Tugas yang Dikerjakan:
Jawablah pertanyaan berikut berdasarkan teks tentang HMI.
1. Pada tanggal berapa HMI memasuki usia 49 tahun?
2. Apa yang menjadi basis utama keberadaan HMI?
3. Organisasi formal apa yang disebut sangat didominasi oleh HMI?

Teks Bacaan:
--------

YakusaBlog- Hari
ini, 5 Februari 1996, HMI memasuki usia 49 tahun. Sepanjang masa itu, HMI telah
mengalami pasang surut dan romantisme perjuangan dalam sejarah Indonesia
pasca-kemerdekaan. Pada suatu maasa di tahun 1960-an, HMI pernah mengalami
peran penting dan berpuncak pada peristiwa kudeta gagal G-30S/PKI. Pada
masa-masa itulah orang biasa menyebutnya sebagai masa keemasan HMI.
Setelah
melewati peristiwa penting dan amat bersejarah itu, masa-masa selanjutnya
menjadi semacam turning point bagi
HMI untuk kemudian secara perlahan-lahan menurun. Dalam dinamika dan pasang
surut peran tersebut, keberadaan HMI telah memberikan corak dan warna
tersendiri di kalangan organisasi kemahasiswaan di tanah air. Dalam batas-batas
tertentu, HMI turut memberikan kontribusi dalam membentuk dan memperkokoh
sendi-sendi kehidupan berbangsa dan bernegara.
Secara
umum diketahui, keberadaan HMI bertumpu pada basis utama, yakni komunitas
terpelajar (baca: mahasiswa). Basis masyarakat ini sekaligus menjadi keunggulan
HMI, sebab merekalah yang kemudian membentuk lapisan kelompok intelektual. Bila
kita memperbincangkan gerakan intelektualisme Indonesia kontemporer, rasanya
hampir mustahil kita melepaskannya dari HMI. Kalau kita melihat dalam
perspektif sosiologi intelektual, dengan jelas terlihat berapa HMI memiliki
kaitan organis dengan gerakan intelektualisme di Indonesia.
Lapisan
intelektual, baik yang bersifat independen seperti LSM maupun yang tergabung
dalam organisasi formal, hampir sebagian besar memiliki latar belakang aktivis
HMI. Para aktivis LSM yang dikenal sebagai lapisan intelektual independen (dari
negara) yang sangat kritis itu, sebagian besar berlatar belakang HMI. Apalagi
jika lapisan intelektual ini kita nisbatkan pada organisasi formal, terutama
ICMI, kita akan menemukan betapa HMI sangan dominan di dalamnya. Tidak
mengherankan jika ICMI seolah lebih tampak sebagai kelanjutan aktivisme yang
pas di tengah arus perubahan itu.

--------

Data Terkumpul:
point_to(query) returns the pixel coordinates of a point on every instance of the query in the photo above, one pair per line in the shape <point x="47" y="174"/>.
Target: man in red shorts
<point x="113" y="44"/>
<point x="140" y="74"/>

--------

Jawaban Tugas:
1. 5 Februari 1996.
2. Komunitas terpelajar, yaitu mahasiswa.
3. ICMI.